'''
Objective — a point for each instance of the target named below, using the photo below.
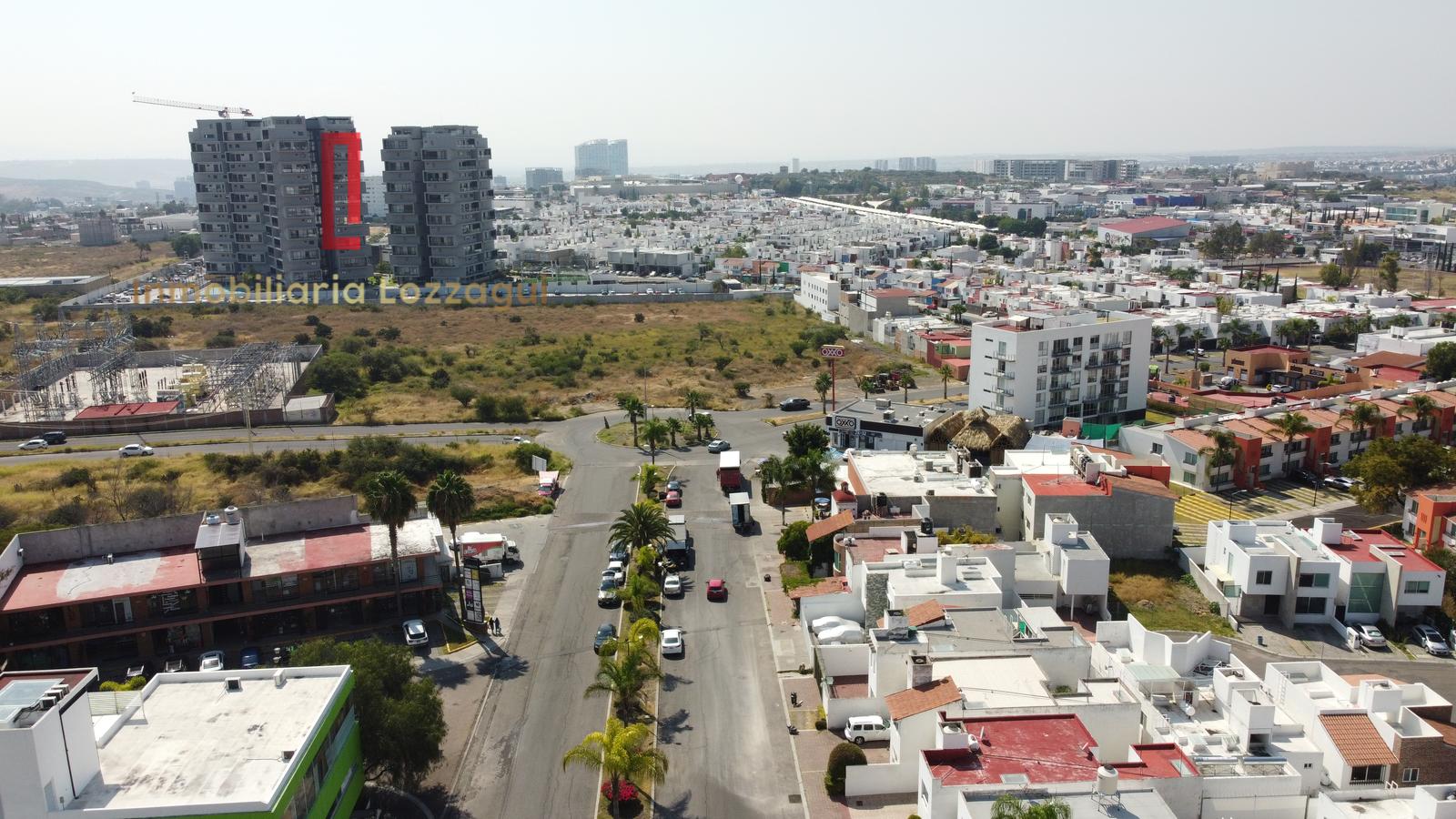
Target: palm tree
'''
'''
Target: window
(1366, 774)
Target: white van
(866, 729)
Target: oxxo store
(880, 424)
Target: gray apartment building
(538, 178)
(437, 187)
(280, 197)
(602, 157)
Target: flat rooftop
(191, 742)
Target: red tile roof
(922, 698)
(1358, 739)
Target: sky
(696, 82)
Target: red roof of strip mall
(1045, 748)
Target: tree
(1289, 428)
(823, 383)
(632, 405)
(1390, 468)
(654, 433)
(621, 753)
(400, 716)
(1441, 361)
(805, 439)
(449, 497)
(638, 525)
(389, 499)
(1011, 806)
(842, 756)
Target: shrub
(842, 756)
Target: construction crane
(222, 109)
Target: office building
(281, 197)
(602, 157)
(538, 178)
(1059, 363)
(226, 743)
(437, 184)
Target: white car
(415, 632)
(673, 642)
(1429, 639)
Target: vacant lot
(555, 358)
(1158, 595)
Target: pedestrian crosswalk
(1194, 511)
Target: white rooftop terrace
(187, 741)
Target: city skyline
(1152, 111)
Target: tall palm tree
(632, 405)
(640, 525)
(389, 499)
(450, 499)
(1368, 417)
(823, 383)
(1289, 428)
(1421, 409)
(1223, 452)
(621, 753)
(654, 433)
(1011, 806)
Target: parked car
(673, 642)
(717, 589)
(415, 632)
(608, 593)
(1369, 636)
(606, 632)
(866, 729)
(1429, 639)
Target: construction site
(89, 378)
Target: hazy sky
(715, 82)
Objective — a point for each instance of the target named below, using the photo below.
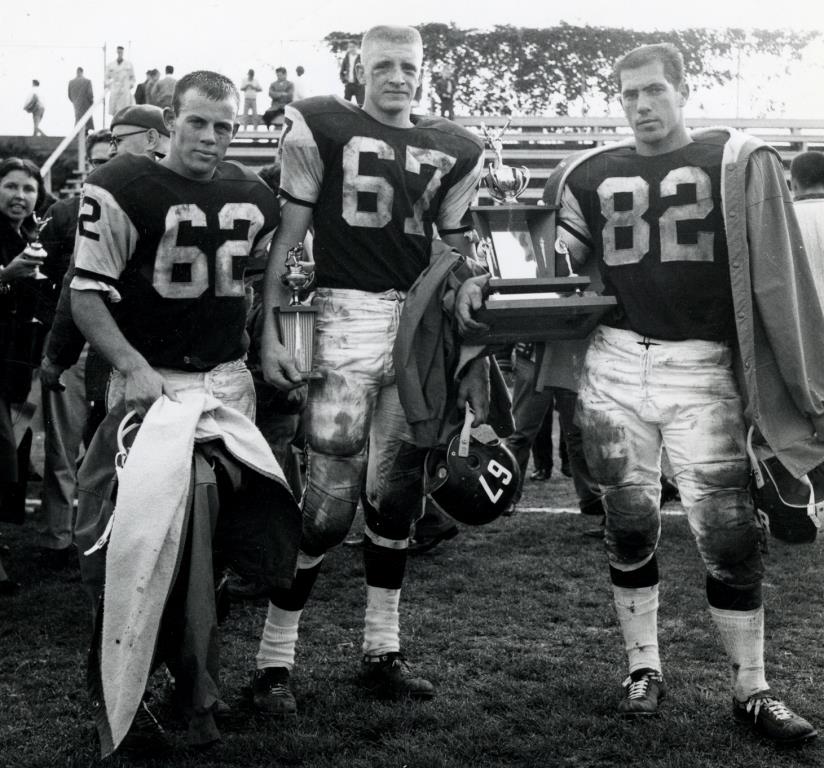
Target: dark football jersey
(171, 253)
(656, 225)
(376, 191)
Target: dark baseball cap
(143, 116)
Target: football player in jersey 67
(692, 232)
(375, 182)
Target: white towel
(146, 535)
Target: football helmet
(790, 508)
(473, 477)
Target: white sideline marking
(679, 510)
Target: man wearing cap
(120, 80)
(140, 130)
'''
Identify every line of the data above that contains the string "rooftop", and copy each of those lines out in full.

Response:
Target: flat rooftop
Target: white rooftop terrace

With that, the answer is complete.